■ DIRECTIONS FOR THIS TASK ■
Once you have read the records, output them exactly.

Dataset entries

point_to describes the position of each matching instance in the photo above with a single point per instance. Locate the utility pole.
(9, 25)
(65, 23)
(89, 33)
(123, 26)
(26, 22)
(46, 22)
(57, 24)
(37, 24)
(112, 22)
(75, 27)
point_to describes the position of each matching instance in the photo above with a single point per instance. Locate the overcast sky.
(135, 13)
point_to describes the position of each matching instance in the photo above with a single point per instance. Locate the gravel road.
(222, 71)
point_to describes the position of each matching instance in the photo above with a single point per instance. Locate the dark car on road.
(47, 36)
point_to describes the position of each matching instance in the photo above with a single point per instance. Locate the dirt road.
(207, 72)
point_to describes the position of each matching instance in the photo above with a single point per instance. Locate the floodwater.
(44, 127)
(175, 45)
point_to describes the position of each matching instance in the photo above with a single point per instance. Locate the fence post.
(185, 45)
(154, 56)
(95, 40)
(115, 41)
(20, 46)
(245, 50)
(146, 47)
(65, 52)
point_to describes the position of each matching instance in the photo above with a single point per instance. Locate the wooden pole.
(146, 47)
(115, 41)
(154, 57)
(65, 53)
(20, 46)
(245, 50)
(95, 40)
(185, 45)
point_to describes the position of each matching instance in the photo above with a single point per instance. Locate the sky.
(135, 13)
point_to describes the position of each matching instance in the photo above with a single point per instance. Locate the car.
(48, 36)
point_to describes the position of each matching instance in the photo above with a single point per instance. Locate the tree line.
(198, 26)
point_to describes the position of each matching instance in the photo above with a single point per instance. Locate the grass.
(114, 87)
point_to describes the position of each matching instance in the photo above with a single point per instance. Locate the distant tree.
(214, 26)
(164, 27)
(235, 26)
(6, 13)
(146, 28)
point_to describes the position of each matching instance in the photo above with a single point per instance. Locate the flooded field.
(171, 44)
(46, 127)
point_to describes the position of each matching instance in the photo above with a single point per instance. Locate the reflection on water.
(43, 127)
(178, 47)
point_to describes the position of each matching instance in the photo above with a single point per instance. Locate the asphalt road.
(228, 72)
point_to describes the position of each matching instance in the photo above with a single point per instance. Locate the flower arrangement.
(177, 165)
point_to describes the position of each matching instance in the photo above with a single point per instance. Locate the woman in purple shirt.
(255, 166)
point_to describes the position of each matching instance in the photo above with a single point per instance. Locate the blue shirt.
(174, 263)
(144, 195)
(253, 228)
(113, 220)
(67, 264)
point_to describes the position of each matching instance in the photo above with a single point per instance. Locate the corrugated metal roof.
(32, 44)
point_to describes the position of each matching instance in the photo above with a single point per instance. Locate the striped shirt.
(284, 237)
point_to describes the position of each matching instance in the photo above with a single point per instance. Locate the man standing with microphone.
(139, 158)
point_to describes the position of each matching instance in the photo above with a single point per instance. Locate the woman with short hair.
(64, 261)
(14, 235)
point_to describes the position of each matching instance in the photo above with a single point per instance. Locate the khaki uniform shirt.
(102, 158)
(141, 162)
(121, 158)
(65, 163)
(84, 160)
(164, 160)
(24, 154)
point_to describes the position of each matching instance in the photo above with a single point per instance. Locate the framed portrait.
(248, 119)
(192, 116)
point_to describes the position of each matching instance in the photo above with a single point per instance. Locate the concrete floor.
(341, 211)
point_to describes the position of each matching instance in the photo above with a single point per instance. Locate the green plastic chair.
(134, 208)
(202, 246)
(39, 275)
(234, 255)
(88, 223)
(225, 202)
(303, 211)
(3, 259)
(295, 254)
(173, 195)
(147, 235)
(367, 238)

■ RESPONSE BOX ■
point_to describes the position of each matching instance in the photo above with a single point per instance. Locate the utility pole.
(9, 25)
(65, 23)
(89, 33)
(123, 26)
(26, 22)
(46, 22)
(57, 24)
(37, 24)
(112, 22)
(75, 27)
point_to describes the position of each matching instance in the photo above with a single point per instance. Locate the overcast sky.
(135, 13)
point_to describes the position of each matching instance in the photo above with a single point per instance. Locate the gravel road.
(222, 71)
point_to describes the position of each matching instance in the photo above with a single point per instance. Locate the dark car on road.
(47, 36)
point_to describes the position of each matching instance in the photo above with a single point per instance. Locate the dirt road.
(207, 72)
point_to describes the position of each matching instance in the photo above with a single point per instance. Locate the floodwater.
(44, 127)
(175, 45)
point_to describes the position of each matching instance in the photo above with a single point per instance. Locate the fence post.
(185, 45)
(154, 56)
(95, 40)
(115, 41)
(20, 46)
(245, 50)
(146, 47)
(65, 52)
point_to describes the position of each matching instance in the photo above with a single point per instance. Locate the wooden pole.
(146, 47)
(115, 41)
(154, 57)
(65, 53)
(20, 46)
(245, 50)
(95, 40)
(185, 45)
point_to describes the position of each matching instance in the photo above with a single point per instance. Locate the sky.
(135, 13)
point_to describes the position of each matching instance in the photo above with a single point per instance. Locate the car.
(48, 36)
point_to describes the position of each matching instance in the photo above with a single point per instance. Locate the tree line.
(198, 26)
point_to describes the position of each matching instance in the photo above with a single point per instance. Locate the grass.
(114, 87)
point_to describes the position of each matching instance in the photo above with a single point per instance. Locate the distant tree.
(214, 26)
(164, 27)
(235, 26)
(6, 13)
(146, 28)
point_to describes the position of each matching instance in the photo above with a single point per instance. Locate the flooded field.
(171, 44)
(46, 127)
point_to describes the position of each matching instance in the photo above with a single point per instance. Locate the reflection on water.
(43, 127)
(178, 47)
point_to describes the position of each matching instance in the photo above with a single point per instance. Locate the asphalt road.
(228, 72)
point_to describes the position of each matching instance in the photo above with a single point per instance. Locate the flower arrangement.
(177, 165)
point_to describes the position of each matching instance in the photo above with a single point per instance. Locate the woman in purple shirt.
(255, 166)
point_to describes the position of each matching instance in the photo above with a single point per instance. Locate the blue shirt.
(174, 263)
(144, 195)
(253, 228)
(113, 220)
(67, 264)
point_to describes the position of each matching instance in the photo above with a single point per instance. Locate the corrugated metal roof.
(32, 44)
point_to describes the position of each matching instance in the photo above with a single point per instance. Locate the striped shirt.
(284, 237)
point_to describes the position of each matching instance in the photo above with a single point per instance. Locate the man standing with microphone.
(139, 158)
point_to describes the position of each matching instance in the photo above with a single point per instance. Locate the woman with short hair.
(64, 261)
(14, 235)
point_to describes the position of each matching instance in the photo above with a single point per instance. Locate the khaki uniform shirt.
(102, 158)
(141, 162)
(121, 158)
(65, 163)
(84, 160)
(164, 160)
(24, 154)
point_to describes the position of each matching instance in the photo above with a single point per instance. Locate the framed portrait.
(248, 119)
(192, 116)
point_to describes the position of each matching instance in the photo above with a single point per instance. Locate the concrete floor.
(341, 211)
point_to describes the position of each matching instance in the photo above with a single point per instance. Locate the green plastic chair.
(134, 208)
(202, 246)
(39, 275)
(234, 255)
(88, 223)
(225, 202)
(303, 211)
(3, 259)
(295, 254)
(173, 195)
(147, 235)
(367, 238)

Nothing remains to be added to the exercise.